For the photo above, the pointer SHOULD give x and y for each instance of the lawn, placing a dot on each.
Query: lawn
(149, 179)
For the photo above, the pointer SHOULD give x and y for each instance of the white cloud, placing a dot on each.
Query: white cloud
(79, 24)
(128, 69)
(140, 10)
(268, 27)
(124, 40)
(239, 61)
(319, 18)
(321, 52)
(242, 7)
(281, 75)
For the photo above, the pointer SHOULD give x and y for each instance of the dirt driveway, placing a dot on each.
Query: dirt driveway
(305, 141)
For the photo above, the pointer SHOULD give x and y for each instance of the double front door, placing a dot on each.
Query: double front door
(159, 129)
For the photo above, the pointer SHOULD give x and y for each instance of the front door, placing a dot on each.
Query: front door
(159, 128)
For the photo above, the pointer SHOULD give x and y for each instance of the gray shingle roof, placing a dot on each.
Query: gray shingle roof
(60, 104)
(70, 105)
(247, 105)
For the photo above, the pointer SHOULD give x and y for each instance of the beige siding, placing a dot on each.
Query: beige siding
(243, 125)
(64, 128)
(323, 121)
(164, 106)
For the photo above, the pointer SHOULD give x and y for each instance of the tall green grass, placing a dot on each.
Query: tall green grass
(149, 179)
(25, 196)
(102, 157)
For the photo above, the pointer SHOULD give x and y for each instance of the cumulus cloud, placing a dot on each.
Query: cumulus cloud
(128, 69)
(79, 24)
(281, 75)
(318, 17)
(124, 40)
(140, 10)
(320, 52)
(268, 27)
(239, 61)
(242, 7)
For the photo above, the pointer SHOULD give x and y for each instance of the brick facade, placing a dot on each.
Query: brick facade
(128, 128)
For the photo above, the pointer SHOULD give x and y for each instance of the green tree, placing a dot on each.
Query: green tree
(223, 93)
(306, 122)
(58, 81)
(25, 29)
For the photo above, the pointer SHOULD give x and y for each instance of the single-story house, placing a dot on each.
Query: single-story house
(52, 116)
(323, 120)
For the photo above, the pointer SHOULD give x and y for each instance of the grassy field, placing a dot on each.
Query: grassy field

WRITTEN TASK
Give the lines starting at the one containing "field, placing a dot on each." and ending at the final line above as a numbered list, omitting any blank lines.

COMPLETE RESPONSE
1. For the photo above, the pointer SHOULD give x and y for each instance of the grassy field, placing a dot on each.
2. Query: grassy field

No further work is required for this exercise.